Rewrite the lines below as a numbered list, leaving out any blank lines.
** begin **
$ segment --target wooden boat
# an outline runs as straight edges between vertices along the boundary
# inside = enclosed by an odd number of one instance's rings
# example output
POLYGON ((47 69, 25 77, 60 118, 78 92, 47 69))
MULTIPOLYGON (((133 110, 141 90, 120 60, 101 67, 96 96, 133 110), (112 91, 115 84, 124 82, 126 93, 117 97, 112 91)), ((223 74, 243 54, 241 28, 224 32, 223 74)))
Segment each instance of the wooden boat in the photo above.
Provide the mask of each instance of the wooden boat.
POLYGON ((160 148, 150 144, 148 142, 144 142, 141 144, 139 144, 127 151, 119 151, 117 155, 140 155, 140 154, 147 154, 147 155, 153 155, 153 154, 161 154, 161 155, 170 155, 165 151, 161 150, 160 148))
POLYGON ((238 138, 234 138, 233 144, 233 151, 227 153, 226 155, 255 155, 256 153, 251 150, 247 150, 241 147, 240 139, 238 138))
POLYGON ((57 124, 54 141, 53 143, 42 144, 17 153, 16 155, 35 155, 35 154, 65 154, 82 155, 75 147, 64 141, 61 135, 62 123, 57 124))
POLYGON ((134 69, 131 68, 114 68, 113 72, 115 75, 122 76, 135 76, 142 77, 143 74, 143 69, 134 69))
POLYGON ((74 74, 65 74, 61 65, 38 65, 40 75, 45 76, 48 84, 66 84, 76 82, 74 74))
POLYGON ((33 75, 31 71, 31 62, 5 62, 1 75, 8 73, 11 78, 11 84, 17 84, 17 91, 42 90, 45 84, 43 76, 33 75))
** end **
--- Exercise result ---
1. $ segment --target wooden boat
2. # an outline runs as straight edges between vertices along the boundary
3. # inside = enclosed by an odd number of one instance's rings
4. # example output
5. POLYGON ((47 69, 25 77, 60 118, 78 92, 47 69))
6. MULTIPOLYGON (((133 110, 141 90, 120 60, 101 67, 96 96, 133 110), (112 91, 115 84, 124 82, 126 93, 117 97, 112 91)), ((223 74, 243 54, 241 28, 224 32, 223 74)))
7. Segment each instance of the wooden boat in the photo above.
8. Provide the mask of each instance of the wooden boat.
9. POLYGON ((160 148, 150 144, 148 142, 144 142, 141 144, 139 144, 127 151, 119 151, 117 155, 140 155, 140 154, 147 154, 147 155, 153 155, 153 154, 161 154, 161 155, 170 155, 165 151, 161 150, 160 148))
10. POLYGON ((238 138, 234 138, 233 144, 233 151, 227 153, 226 155, 255 155, 256 153, 251 150, 247 150, 241 147, 240 139, 238 138))
11. POLYGON ((57 124, 54 141, 53 143, 42 144, 17 153, 16 155, 35 155, 35 154, 65 154, 82 155, 75 147, 64 141, 61 135, 62 123, 57 124))
12. POLYGON ((134 69, 131 68, 114 68, 113 72, 115 75, 122 76, 135 76, 142 77, 143 74, 143 69, 134 69))
13. POLYGON ((74 74, 65 74, 61 65, 38 65, 40 75, 45 76, 48 84, 66 84, 76 82, 74 74))
14. POLYGON ((33 75, 31 71, 31 62, 5 62, 1 75, 8 73, 11 78, 11 84, 17 84, 17 91, 42 90, 45 84, 43 76, 33 75))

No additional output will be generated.